● **PROBLEM 1**
Reproduce the Spark MLlib pull request comment below word for word, in full.
——————————
You are viewing a plain text version of this content. The canonical link for it is here.
Posted to reviews@spark.apache.org by KyleLi1985 <gi...@git.apache.org> on 2018/11/01 10:13:42 UTC

[GitHub] spark issue #22893: [SPARK-25868][MLlib] One part of Spark MLlib Kmean Logic...

Github user KyleLi1985 commented on the issue:

    https://github.com/apache/spark/pull/22893
  
    > I don't think BLAS matters here as these are all vector-vector operations and f2jblas is used directly (i.e. stays in the JVM).
    > 
    > Are all the vectors dense? I suppose I'm still surprised if sqdist is faster than dot here as it ought to be a little more math. The sparse-dense case might come out differently, note.
    > 
    > And I suppose I have a hard time believing that the sparse-sparse case is faster after this change (when the precision bound is met) because now it's handled in the sparse-sparse if case in this code, which definitely does a dot plus more work.
    > 
    > (If you did remove this check you could remove some other values that get computed to check this bound, like precision1)
    
    We use only "Vectors Dense", here is the test file
    [SparkMLlibTest.txt](https://github.com/apache/spark/files/2538030/SparkMLlibTest.txt)
——————————
● **PROBLEM 2**
From the rows below, quote the lines from the one containing "Return one point per instance of the dense" through the one containing "[(187, 132)]", both included.

Dataset entries:
——————————
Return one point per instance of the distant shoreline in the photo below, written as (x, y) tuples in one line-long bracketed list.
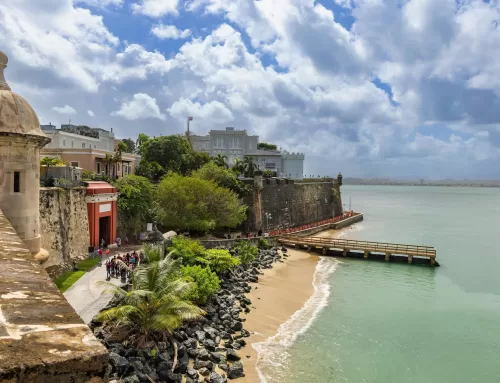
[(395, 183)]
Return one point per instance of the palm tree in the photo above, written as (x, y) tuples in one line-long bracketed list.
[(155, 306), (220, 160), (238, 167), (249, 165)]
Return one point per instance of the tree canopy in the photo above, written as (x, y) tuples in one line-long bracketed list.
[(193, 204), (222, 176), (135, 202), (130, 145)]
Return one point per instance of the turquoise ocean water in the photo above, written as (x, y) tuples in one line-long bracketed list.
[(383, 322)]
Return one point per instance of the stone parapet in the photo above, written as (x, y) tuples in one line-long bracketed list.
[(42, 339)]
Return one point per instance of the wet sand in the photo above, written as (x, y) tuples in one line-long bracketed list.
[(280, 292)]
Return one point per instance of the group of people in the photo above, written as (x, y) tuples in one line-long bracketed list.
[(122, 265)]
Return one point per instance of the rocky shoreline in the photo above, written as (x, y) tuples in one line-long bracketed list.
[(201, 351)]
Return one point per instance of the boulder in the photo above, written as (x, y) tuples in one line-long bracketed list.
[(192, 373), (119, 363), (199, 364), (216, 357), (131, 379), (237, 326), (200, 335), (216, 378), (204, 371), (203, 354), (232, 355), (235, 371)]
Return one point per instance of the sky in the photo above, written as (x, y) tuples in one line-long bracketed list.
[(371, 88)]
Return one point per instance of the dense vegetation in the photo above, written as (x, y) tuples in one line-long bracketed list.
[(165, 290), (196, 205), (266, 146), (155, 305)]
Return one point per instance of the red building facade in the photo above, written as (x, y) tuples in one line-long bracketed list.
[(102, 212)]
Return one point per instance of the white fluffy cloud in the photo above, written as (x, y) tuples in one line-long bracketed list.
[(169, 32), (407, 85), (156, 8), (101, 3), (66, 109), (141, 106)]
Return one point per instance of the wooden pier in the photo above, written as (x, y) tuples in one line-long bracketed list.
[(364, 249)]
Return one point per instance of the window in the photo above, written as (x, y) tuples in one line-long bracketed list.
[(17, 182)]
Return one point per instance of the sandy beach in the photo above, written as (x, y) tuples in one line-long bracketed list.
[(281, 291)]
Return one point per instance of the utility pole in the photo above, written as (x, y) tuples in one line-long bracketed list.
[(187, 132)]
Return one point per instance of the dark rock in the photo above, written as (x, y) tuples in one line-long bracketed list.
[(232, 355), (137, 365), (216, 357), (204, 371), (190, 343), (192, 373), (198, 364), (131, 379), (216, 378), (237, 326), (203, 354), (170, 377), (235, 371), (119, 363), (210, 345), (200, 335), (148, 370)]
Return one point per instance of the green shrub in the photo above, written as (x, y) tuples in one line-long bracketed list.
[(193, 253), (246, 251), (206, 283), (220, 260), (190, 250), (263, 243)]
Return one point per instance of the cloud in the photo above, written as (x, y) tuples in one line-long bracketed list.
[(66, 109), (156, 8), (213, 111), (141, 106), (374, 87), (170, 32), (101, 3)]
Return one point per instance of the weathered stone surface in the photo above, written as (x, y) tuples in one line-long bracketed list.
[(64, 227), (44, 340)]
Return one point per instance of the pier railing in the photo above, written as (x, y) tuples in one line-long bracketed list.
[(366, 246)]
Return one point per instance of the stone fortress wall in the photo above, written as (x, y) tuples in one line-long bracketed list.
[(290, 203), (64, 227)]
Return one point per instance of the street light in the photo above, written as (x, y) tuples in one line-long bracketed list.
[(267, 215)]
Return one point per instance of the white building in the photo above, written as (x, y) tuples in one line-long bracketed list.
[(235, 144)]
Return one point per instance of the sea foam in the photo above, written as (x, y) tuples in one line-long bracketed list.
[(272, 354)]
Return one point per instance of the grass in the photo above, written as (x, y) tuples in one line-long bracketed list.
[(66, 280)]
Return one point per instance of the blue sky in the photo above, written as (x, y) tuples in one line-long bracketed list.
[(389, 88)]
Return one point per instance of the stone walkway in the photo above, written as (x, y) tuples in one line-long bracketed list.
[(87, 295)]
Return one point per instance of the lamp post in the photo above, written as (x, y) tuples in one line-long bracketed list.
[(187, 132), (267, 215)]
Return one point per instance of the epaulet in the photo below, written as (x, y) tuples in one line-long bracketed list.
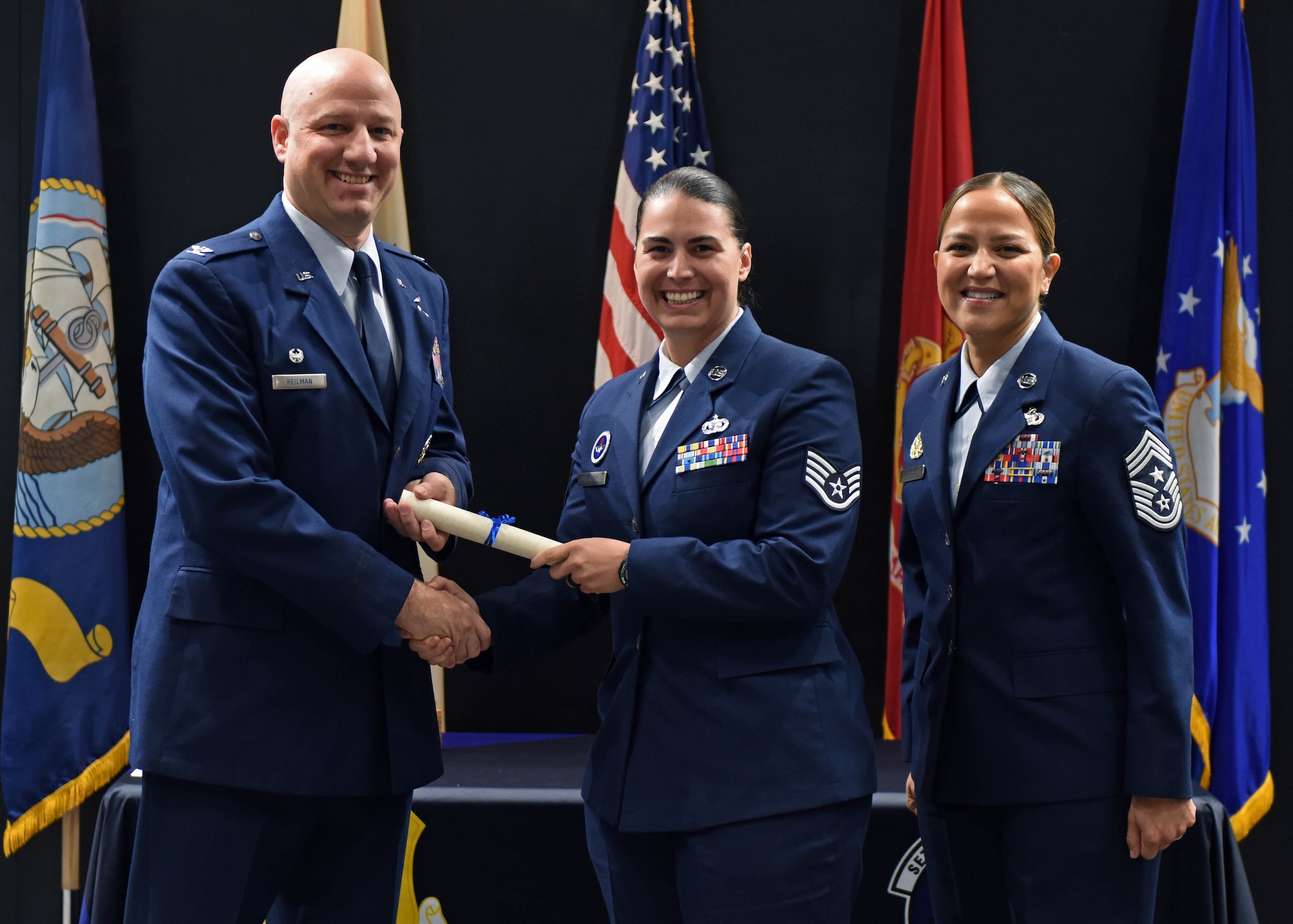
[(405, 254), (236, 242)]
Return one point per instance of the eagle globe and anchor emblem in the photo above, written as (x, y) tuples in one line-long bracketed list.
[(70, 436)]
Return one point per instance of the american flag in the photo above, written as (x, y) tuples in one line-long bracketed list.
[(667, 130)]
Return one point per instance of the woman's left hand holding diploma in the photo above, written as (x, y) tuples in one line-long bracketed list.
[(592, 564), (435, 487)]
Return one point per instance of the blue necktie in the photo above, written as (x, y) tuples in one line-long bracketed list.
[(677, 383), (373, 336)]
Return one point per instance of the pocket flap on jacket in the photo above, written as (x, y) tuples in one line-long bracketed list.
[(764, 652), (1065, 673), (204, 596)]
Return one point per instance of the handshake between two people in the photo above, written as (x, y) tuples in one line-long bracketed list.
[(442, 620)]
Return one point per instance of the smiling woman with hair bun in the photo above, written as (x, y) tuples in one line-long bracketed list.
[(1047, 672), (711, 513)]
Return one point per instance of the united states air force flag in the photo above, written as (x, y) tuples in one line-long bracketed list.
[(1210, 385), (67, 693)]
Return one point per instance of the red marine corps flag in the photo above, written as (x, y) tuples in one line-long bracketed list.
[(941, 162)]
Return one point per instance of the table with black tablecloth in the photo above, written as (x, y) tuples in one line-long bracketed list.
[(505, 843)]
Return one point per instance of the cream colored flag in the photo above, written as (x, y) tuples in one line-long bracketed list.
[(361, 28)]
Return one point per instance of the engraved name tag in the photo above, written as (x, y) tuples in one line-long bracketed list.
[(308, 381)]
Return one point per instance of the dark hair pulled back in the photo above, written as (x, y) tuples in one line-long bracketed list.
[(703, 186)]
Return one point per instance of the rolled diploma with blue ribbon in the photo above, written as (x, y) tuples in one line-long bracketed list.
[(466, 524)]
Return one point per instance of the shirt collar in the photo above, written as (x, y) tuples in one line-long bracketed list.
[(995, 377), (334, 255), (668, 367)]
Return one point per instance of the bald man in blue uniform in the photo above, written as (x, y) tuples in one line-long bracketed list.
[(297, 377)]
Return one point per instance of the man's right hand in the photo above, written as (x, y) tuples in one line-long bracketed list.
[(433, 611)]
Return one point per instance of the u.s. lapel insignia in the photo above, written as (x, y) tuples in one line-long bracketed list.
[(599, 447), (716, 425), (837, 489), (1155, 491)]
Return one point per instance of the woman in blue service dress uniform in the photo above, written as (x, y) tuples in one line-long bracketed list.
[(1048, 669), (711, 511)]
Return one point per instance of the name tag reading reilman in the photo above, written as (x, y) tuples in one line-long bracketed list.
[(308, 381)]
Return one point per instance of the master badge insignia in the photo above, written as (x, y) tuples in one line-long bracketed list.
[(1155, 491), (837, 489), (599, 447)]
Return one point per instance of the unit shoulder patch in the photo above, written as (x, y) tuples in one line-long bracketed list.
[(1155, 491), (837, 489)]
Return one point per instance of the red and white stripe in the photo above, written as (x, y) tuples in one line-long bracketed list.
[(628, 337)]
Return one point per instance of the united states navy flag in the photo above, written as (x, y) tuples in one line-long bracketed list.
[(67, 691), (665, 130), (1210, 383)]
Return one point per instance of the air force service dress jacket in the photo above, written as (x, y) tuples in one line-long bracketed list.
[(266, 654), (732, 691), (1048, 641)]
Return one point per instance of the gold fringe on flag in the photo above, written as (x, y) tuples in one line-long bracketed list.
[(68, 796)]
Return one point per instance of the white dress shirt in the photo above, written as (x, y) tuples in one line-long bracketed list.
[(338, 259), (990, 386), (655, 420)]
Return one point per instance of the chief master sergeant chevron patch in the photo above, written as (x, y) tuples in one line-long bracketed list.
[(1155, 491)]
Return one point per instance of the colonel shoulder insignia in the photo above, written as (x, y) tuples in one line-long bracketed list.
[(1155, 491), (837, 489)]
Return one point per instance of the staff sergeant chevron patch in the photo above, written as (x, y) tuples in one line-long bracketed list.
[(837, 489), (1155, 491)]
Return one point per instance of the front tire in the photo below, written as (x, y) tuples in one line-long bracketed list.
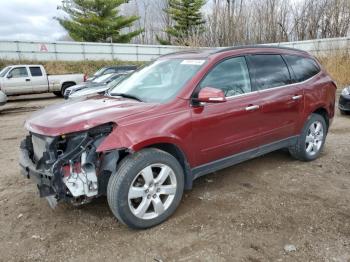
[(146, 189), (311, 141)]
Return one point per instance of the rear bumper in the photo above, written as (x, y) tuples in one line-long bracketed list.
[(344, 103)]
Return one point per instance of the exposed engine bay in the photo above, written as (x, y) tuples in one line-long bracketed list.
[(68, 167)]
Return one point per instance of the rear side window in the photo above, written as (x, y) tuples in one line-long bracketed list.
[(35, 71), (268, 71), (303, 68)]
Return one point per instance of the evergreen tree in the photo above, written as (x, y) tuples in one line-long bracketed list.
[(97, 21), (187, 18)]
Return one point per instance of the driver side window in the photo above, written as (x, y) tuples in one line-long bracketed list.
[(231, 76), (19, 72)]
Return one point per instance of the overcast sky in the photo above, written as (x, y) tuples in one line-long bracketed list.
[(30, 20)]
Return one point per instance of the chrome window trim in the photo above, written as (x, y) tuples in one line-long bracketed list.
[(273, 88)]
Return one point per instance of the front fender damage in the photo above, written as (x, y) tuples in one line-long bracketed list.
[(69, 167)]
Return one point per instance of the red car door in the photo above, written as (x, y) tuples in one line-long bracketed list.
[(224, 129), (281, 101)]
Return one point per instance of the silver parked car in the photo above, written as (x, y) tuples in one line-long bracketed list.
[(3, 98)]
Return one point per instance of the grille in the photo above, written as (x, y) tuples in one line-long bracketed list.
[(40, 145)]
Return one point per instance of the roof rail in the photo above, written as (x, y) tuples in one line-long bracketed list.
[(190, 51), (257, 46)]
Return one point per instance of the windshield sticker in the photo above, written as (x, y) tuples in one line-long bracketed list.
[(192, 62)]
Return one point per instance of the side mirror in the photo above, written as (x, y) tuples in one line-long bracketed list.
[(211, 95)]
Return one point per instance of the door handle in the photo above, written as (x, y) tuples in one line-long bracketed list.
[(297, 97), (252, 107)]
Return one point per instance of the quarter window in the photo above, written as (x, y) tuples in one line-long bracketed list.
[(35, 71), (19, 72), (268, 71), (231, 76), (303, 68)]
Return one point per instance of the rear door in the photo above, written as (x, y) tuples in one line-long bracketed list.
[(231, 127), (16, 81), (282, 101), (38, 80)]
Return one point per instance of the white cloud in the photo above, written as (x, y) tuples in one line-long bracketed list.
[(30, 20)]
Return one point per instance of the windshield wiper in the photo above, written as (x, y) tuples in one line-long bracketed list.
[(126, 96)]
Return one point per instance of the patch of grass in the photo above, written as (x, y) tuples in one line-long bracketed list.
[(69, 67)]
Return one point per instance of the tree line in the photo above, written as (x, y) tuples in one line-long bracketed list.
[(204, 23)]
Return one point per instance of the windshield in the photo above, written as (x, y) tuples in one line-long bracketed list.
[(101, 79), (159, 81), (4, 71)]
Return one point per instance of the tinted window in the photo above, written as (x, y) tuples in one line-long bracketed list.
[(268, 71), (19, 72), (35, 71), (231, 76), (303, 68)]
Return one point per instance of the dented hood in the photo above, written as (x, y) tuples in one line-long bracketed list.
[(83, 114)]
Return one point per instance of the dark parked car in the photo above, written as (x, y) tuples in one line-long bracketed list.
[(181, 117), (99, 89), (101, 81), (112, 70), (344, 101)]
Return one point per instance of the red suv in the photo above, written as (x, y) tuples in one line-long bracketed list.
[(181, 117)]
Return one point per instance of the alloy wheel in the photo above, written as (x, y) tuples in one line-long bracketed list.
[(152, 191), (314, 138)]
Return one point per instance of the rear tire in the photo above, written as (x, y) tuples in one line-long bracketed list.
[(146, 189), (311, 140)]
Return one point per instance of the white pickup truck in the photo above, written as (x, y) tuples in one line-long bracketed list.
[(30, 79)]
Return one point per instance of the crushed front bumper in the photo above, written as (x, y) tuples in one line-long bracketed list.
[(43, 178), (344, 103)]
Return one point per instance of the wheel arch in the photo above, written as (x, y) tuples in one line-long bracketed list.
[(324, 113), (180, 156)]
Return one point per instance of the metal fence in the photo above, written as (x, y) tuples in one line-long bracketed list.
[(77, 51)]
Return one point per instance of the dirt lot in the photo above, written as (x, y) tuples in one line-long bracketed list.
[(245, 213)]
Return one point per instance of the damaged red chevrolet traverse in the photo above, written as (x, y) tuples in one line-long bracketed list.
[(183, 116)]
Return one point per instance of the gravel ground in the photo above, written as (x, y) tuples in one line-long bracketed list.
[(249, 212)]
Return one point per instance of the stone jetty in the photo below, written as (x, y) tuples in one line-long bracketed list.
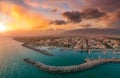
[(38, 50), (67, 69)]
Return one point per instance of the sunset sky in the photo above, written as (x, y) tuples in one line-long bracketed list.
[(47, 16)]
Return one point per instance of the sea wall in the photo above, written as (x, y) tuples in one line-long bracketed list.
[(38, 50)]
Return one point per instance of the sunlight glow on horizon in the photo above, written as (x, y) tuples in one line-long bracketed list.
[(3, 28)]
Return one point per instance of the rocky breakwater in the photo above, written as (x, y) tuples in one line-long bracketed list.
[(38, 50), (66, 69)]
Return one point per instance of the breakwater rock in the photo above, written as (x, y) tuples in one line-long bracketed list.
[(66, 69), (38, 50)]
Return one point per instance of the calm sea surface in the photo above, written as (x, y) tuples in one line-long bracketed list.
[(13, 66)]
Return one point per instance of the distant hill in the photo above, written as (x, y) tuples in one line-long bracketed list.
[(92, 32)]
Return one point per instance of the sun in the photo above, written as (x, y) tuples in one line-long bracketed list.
——————————
● **CORRECT RESULT 1**
You are viewing a plain text version of this content. The canonical link for it is here.
Posted to reviews@spark.apache.org by KyleLi1985 <gi...@git.apache.org> on 2018/11/01 10:13:42 UTC

[GitHub] spark issue #22893: [SPARK-25868][MLlib] One part of Spark MLlib Kmean Logic...

Github user KyleLi1985 commented on the issue:

    https://github.com/apache/spark/pull/22893
  
    > I don't think BLAS matters here as these are all vector-vector operations and f2jblas is used directly (i.e. stays in the JVM).
    > 
    > Are all the vectors dense? I suppose I'm still surprised if sqdist is faster than dot here as it ought to be a little more math. The sparse-dense case might come out differently, note.
    > 
    > And I suppose I have a hard time believing that the sparse-sparse case is faster after this change (when the precision bound is met) because now it's handled in the sparse-sparse if case in this code, which definitely does a dot plus more work.
    > 
    > (If you did remove this check you could remove some other values that get computed to check this bound, like precision1)
    
    We use only "Vectors Dense", here is the test file
    [SparkMLlibTest.txt](https://github.com/apache/spark/files/2538030/SparkMLlibTest.txt)

● **CORRECT RESULT 2**
Return one point per instance of the dense vegetation in the photo above, written as (x, y) tuples in one line-long bracketed list.
[(165, 290), (196, 205), (266, 146), (155, 305)]
Return one point per instance of the red building facade in the photo above, written as (x, y) tuples in one line-long bracketed list.
[(102, 212)]
Return one point per instance of the white fluffy cloud in the photo above, written as (x, y) tuples in one line-long bracketed list.
[(169, 32), (407, 85), (156, 8), (101, 3), (66, 109), (141, 106)]
Return one point per instance of the wooden pier in the photo above, written as (x, y) tuples in one line-long bracketed list.
[(364, 249)]
Return one point per instance of the window in the photo above, written as (x, y) tuples in one line-long bracketed list.
[(17, 182)]
Return one point per instance of the sandy beach in the photo above, written as (x, y) tuples in one line-long bracketed list.
[(281, 291)]
Return one point per instance of the utility pole in the photo above, written as (x, y) tuples in one line-long bracketed list.
[(187, 132)]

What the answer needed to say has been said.